___ Input for this task

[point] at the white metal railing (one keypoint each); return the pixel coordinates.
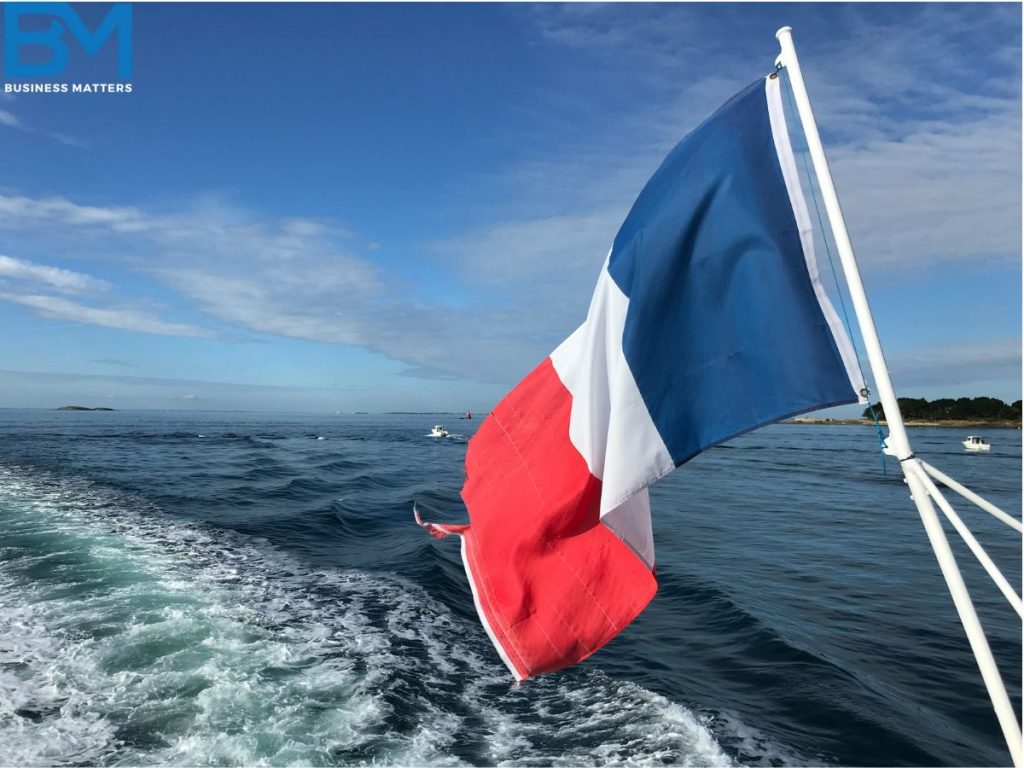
(915, 472)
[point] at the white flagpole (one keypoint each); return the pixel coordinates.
(899, 441)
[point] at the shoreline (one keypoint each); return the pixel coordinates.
(947, 423)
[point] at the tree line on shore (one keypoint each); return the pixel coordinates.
(961, 409)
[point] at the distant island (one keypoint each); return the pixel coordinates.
(945, 412)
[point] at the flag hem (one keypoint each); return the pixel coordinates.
(787, 163)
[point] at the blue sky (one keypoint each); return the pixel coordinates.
(406, 207)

______

- **Task brief**: Render every line of the records above as a JSON list of strings, one string per line, with blank lines left out. Leave the pictures out of the list.

- **Solution for this problem**:
[
  "[point] at the white metal railing (one keypoint each); return the pixel coordinates.",
  "(915, 472)",
  "[point] at the white flagpole (one keypoint each); return the pixel coordinates.",
  "(899, 441)",
  "[point] at the shoreline (one keypoint each); return the pixel coordinates.",
  "(947, 423)",
  "[point] at the tree line on shore (one keypoint each); return the pixel coordinates.",
  "(961, 409)",
  "[point] at the distant island (one keypoint each); return the pixel coordinates.",
  "(945, 412)",
  "[point] at the flag hem (one keypoint each); return the pixel coordinates.",
  "(787, 163)",
  "[point] at the blue sky (one keypoint each); return the pixel coordinates.",
  "(406, 207)"
]